» Task goal
Set down every record once more, exactly as given.

» Point labeling examples
==*==
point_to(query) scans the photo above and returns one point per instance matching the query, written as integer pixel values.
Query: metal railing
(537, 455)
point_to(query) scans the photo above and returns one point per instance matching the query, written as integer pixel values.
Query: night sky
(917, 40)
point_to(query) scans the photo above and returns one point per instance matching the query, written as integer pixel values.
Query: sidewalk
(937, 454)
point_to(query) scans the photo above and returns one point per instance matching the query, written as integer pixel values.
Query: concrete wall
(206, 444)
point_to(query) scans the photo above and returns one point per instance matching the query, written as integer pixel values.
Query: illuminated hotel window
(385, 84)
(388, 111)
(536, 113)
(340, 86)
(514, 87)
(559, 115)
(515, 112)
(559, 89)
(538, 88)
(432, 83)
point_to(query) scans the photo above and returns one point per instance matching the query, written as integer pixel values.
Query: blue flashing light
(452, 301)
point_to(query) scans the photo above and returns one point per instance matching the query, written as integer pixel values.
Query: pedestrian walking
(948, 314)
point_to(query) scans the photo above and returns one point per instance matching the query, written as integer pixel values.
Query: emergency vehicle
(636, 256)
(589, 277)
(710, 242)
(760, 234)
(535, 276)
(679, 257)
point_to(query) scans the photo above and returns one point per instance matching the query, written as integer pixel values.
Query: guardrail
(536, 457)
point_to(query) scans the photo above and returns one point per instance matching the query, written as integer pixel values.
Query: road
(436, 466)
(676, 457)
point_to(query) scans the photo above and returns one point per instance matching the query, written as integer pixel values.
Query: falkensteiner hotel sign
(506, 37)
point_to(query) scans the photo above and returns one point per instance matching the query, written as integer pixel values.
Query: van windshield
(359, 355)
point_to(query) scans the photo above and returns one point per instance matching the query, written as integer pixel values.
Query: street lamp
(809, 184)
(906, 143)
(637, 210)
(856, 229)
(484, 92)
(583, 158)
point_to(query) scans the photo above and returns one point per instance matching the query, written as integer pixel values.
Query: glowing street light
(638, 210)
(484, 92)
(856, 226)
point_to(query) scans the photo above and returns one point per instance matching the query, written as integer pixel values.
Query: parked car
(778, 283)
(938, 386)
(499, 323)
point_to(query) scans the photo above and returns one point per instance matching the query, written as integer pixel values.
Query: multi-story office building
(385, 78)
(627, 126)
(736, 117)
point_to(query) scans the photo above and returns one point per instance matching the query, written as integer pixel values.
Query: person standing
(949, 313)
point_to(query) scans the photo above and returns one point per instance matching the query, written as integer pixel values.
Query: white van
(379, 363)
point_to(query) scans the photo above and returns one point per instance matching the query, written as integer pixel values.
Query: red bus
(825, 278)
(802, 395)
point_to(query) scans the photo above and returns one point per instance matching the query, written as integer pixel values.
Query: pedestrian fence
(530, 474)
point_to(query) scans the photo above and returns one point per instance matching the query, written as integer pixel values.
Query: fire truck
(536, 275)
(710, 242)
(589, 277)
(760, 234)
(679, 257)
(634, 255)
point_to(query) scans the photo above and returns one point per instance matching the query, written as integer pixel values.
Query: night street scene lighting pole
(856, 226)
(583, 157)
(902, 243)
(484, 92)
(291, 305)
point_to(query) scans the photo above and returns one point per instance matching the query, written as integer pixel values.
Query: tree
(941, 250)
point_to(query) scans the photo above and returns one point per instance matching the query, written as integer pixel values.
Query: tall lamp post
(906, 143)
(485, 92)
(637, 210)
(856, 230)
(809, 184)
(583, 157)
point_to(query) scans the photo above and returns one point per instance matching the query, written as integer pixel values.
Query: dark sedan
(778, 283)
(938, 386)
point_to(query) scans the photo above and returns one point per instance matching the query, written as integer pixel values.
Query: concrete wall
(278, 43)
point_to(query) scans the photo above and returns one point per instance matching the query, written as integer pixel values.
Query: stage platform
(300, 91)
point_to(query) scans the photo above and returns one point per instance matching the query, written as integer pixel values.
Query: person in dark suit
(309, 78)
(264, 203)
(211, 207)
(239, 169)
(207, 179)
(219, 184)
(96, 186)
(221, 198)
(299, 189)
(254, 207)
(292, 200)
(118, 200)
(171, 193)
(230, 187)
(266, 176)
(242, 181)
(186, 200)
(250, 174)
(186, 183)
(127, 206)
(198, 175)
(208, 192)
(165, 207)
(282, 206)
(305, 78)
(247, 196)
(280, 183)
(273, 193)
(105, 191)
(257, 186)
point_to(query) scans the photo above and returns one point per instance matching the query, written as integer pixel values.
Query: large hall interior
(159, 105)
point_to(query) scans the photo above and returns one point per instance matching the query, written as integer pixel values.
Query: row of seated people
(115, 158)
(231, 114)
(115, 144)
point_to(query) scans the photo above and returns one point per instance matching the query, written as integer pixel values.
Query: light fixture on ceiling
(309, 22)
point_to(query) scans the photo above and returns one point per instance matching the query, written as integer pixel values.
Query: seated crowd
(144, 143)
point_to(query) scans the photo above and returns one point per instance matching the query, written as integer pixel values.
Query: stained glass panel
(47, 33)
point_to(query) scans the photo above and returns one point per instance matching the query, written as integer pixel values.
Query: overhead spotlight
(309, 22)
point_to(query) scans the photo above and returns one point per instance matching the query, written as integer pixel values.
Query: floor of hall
==*==
» Finished answer
point_to(query) scans the photo above and returns one point per instance matching the query, written as integer pixel values.
Query: metal railing
(537, 455)
point_to(query) scans the photo above and returns one point per instance matching the query, written as integer pixel values.
Query: night sky
(917, 40)
point_to(query) scans the photo above and returns one point per instance matching the query, written as integer pixel values.
Query: sidewalk
(937, 454)
point_to(query) scans the photo above and returns one point per instance matching the query, written as integer pixel values.
Query: concrete wall
(206, 444)
point_to(query) scans the photo above and returns one point per instance matching the query, written as integer pixel values.
Query: illuminated hotel window
(385, 84)
(388, 111)
(536, 113)
(340, 86)
(514, 87)
(559, 115)
(515, 112)
(559, 89)
(538, 88)
(432, 83)
point_to(query) scans the photo above and returns one point per instance matching the query, written as integer pixel values.
Query: blue flashing light
(452, 301)
point_to(query) scans the photo above and returns one point per instance matching the query, written as integer pixel values.
Query: pedestrian walking
(948, 314)
point_to(query) scans the photo above and returns one point per instance matching the query, written as integer pixel values.
Query: emergency vehicle
(636, 256)
(589, 277)
(710, 242)
(760, 234)
(535, 276)
(679, 257)
point_to(query) scans the photo above and returns one point per instance matching the query, written as integer pixel values.
Query: guardrail
(536, 457)
point_to(query) scans the photo above and returns one point per instance matching the query, written as integer pixel values.
Query: road
(436, 466)
(676, 457)
point_to(query) scans the photo above and returns one point per instance matching the query, written as integer pixel values.
Query: falkensteiner hotel sign
(506, 37)
point_to(query) scans the photo above and returns one point per instance matching the query, written as integer pixel values.
Query: van windshield
(359, 355)
point_to(query) scans the photo above and returns one point per instance matching the query, written as integer pixel values.
Query: street lamp
(809, 184)
(906, 143)
(637, 210)
(856, 229)
(484, 92)
(583, 158)
point_to(query) scans the photo above and returns one point per instance matching the query, written as integer pixel values.
Query: glowing street light
(638, 210)
(484, 92)
(856, 226)
point_to(query) scans the photo above and returns one point per instance matching the query, written as integer pixel values.
Query: parked car
(778, 283)
(938, 386)
(499, 323)
point_to(query) scans the photo above and returns one point per instance matching the query, written as integer pixel values.
Query: multi-story office building
(385, 78)
(627, 126)
(736, 117)
point_to(query) scans the photo above and returns one point per instance matching the query, written as integer pixel values.
Query: person standing
(949, 313)
point_to(query) scans the photo above and returns one point per instance matching the query, written as integer pixel values.
Query: white van
(379, 363)
point_to(query) scans the photo above and returns one point per instance matching the query, written as integer pixel values.
Query: red bus
(825, 278)
(802, 395)
point_to(query) scans the photo above and returns one point per instance matching the query, written as integer pixel values.
Query: pedestrian fence
(530, 474)
point_to(query) scans the photo above and returns one point per instance matching the query, written as integer pixel values.
Query: fire truck
(536, 275)
(710, 242)
(589, 277)
(760, 234)
(679, 257)
(634, 255)
point_to(query) scans the photo above and returns one point per instance matching the query, written as integer pixel values.
Query: night street scene lighting pole
(856, 226)
(583, 157)
(902, 243)
(484, 92)
(291, 305)
point_to(query) scans the photo above and returns one point per instance matching the query, written as integer pixel values.
Query: tree
(941, 250)
point_to(query) scans the photo above and returns one point per instance matching the query, written as integer pixel values.
Query: tall lamp post
(906, 143)
(485, 92)
(637, 210)
(856, 230)
(809, 184)
(583, 157)
point_to(query) scans the photo above and returns one point per instance matching the query, written as integer pixel values.
Query: dark sedan
(778, 283)
(938, 386)
point_to(query) scans the photo above and returns one point per instance matching the query, written as integer pixel values.
Query: concrete wall
(278, 43)
point_to(query) scans the photo above and returns one point per instance matching the query, written as integer pixel values.
Query: stage platform
(300, 91)
point_to(query) scans the photo above and returns one point per instance matching the query, written as integer pixel values.
Query: person in dark suit
(309, 78)
(264, 203)
(211, 207)
(239, 169)
(207, 179)
(219, 184)
(96, 186)
(221, 198)
(299, 189)
(254, 207)
(292, 200)
(118, 200)
(171, 193)
(230, 187)
(266, 176)
(242, 181)
(186, 200)
(250, 174)
(186, 183)
(127, 206)
(198, 175)
(208, 192)
(165, 207)
(282, 206)
(305, 78)
(247, 196)
(280, 183)
(273, 193)
(105, 191)
(257, 186)
point_to(query) scans the photo above and returns one point per instance matching the query, written as integer pixel values.
Query: large hall interior
(159, 105)
point_to(query) scans the photo above and returns one point per instance matching the query, written as integer pixel values.
Query: row of seated people
(115, 158)
(231, 114)
(115, 144)
point_to(query) scans the photo above and returns one point per instance matching the query, written as integer pixel values.
Query: light fixture on ceiling
(309, 22)
point_to(query) scans the photo above and returns one point per instance matching the query, written as integer pixel values.
Query: seated crowd
(144, 143)
point_to(query) scans the photo above and returns one point per instance matching the query, written as integer pixel values.
Query: stained glass panel
(47, 33)
point_to(query) scans the photo above and returns one point per instance matching the query, written as integer pixel values.
Query: overhead spotlight
(309, 22)
point_to(query) scans the photo above and returns one point per instance matching the query, written as integer pixel values.
Query: floor of hall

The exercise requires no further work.